Text excerpt:
It's actually daylight saving time that you want year round. Standard time is what bothers you. But in general, I agree with you that it's a pointless exercise to mess with the clock. You'll be glad to know that they're changing the length of standard time now, so that it ends earlier in the year. That means that we'll be on "daylight saving" time longer. If they kept doing that, we could eventually phase out standard time entirely.
 
I don't think it's worth the hassle of changing the time of day to meet with daylight hours. However, you have to keep in mind that we're currently on standard time. During the summer, we're on daylight saving times - or as one of my proffs in college called it, "advanced time". Where we "advance" the clock one hour.

It's actually daylight saving time that you want year round. Standard time is what bothers you. But in general, I agree with you that it's a pointless exercise to mess with the clock. You'll be glad to know that they're changing the length of standard time now, so that it ends earlier in the year. That means that we'll be on "daylight saving" time longer. If they kept doing that, we could eventually phase out standard time entirely.

Ahhh, thanks for that. Well maybe that's what they're planning, reducing it bit by bit so there's not a huge change all of a sudden...
 
It doesn't really bother me, it's supposed to benefit farmers and it's also spposed to save energy and worked quite well during WWI which is when it was first introduced in the UK, but whatever. That said in my last job it was depressing to wake up in the dark, travel to work in the dark, be in work when it's light and then for it be getting dark again as I'm leaving work. But even if we kept the extra hour of daylight in the evenings, it would have been dark within half an hour or so of me getting home so it wouldn't make much difference to someone in that situation.

To be done:
• a. In the daylight saving discussion, reproduce everything from "I don't think" down to "of a sudden...", substituting "timepiece" for "clock".
• b. In the daylight saving discussion, when was daylight saving time first introduced in the UK?
• c. Proceed with the daylight saving discussion from the point where it stops.

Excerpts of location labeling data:

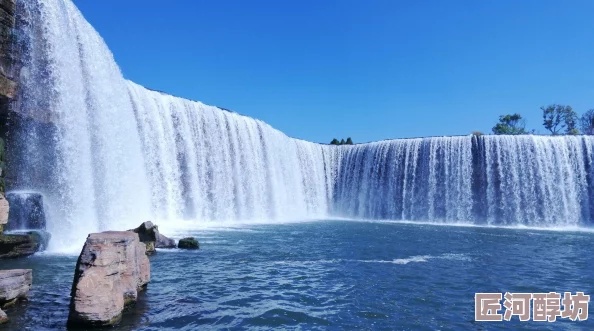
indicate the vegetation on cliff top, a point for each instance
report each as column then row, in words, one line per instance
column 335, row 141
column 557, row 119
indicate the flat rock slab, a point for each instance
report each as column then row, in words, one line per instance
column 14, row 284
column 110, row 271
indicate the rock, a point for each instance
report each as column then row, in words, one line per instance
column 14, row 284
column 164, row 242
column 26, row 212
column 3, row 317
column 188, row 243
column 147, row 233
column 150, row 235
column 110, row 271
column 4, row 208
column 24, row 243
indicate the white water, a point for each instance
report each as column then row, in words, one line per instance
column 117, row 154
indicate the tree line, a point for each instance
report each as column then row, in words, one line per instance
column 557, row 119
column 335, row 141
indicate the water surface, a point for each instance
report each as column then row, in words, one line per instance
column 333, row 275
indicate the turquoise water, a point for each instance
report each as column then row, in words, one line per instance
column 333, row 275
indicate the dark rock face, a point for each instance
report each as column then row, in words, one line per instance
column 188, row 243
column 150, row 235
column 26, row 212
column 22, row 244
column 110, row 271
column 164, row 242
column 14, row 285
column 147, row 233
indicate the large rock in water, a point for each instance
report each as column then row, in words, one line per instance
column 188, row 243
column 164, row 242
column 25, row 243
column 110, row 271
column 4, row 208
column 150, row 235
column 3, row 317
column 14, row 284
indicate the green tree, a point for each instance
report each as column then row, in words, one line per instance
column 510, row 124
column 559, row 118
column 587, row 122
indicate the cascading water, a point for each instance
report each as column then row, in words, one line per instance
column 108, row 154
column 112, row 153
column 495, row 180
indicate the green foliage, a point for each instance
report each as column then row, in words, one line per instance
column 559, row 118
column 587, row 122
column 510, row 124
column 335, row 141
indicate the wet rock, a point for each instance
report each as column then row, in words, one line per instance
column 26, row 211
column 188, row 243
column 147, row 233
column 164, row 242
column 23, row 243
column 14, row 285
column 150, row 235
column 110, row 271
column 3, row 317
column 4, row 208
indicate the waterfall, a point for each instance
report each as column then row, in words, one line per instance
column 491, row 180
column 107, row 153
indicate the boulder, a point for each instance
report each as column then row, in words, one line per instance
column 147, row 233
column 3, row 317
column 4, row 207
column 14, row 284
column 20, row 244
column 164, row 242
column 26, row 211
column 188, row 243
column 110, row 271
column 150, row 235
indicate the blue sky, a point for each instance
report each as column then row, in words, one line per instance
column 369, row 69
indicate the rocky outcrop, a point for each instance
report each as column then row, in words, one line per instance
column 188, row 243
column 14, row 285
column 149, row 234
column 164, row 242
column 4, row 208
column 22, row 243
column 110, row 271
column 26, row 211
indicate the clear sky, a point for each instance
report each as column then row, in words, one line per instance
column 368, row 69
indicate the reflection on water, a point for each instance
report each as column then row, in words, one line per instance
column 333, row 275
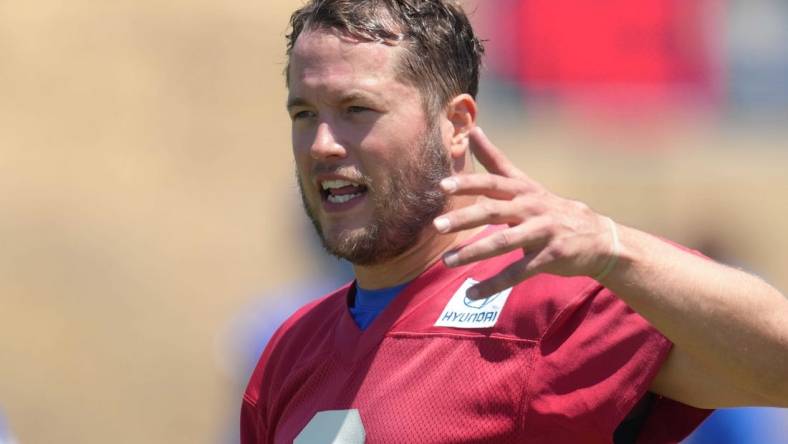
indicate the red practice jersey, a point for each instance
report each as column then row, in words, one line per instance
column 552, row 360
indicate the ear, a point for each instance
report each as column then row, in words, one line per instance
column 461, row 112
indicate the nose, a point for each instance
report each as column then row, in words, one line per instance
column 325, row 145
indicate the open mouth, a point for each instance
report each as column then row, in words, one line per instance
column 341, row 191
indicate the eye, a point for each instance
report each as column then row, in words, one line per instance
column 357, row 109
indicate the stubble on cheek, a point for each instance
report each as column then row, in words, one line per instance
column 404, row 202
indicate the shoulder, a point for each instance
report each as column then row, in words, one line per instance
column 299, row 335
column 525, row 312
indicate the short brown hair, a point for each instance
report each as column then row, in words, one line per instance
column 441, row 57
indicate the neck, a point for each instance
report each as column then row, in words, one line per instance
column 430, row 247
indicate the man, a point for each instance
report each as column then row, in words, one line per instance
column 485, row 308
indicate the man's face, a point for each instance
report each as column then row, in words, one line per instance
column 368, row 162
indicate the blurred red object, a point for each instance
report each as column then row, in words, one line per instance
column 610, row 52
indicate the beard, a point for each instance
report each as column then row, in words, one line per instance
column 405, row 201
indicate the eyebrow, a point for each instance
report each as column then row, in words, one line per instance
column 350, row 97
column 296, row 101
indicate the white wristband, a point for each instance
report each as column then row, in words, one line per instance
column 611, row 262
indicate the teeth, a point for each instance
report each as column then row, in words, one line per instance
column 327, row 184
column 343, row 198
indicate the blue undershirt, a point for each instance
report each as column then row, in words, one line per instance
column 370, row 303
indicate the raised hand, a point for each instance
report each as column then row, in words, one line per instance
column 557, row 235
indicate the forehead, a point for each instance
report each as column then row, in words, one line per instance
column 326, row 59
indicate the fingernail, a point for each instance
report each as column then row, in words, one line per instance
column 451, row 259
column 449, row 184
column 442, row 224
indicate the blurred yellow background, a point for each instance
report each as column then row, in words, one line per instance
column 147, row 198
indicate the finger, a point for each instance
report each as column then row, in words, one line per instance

Answers below:
• a.
I don't think it's worth the hassle of changing the time of day to meet with daylight hours. However, you have to keep in mind that we're currently on standard time. During the summer, we're on daylight saving times - or as one of my proffs in college called it, "advanced time". Where we "advance" the timepiece one hour.

It's actually daylight saving time that you want year round. Standard time is what bothers you. But in general, I agree with you that it's a pointless exercise to mess with the timepiece. You'll be glad to know that they're changing the length of standard time now, so that it ends earlier in the year. That means that we'll be on "daylight saving" time longer. If they kept doing that, we could eventually phase out standard time entirely.

Ahhh, thanks for that. Well maybe that's what they're planning, reducing it bit by bit so there's not a huge change all of a sudden...

• b. During WWI.

• c.
 
danoff is right, we need to get rid of standard time...wo came up with that anyway?

I believe it was Ben Franklin's idea for daylight savings time. To help farmers at the time.
 
Apparently Mr. Franklin never had kids. As an adult you can easily compensate for the one extra or one less hour. Try getting a 2 year old to do that. So far he hasn't slept past 6am yet.
 
Having lived in Arizona once upon a time, We survived easily enough with out DST. It wouldn't be much of an adjustment for anyone to get use to.
 
I grew up in a farming community and I can tell you that the farmers used to be helped by daylight savings time. When it was introduced it was a great help to farming. Why they didn't just permanently adjust teh clocks, I have no clue.

Anyway, nowadays farmers don't need extended sunlight hours. I've seen farmers out in the tobacco beds until midnight with the beds lit up like a football stadium.

That said, I still didn't vote it as stupid because it was purposeful, and I am sure there are still some poor farmers that can't afford a football stadium's worth of lights and they gain benefits. These are the guys that just barely scrape by without enough extra money to hire migrant workers. They have kids that learn the farm and are out there with them by age 8.

I personally don't get largely affected by daylight savings time and could care less one way or the other. The only trouble I have is that I have to go around and change all the clocks. That wasted about 10 minutes of my day.
 
Bah, I don't see how all of you can wake up while it's still dark outside.
I get up at 5:00 AM, so it is dark no matter how you play with the clocks. (On the plus side I leave work at 3:30 PM)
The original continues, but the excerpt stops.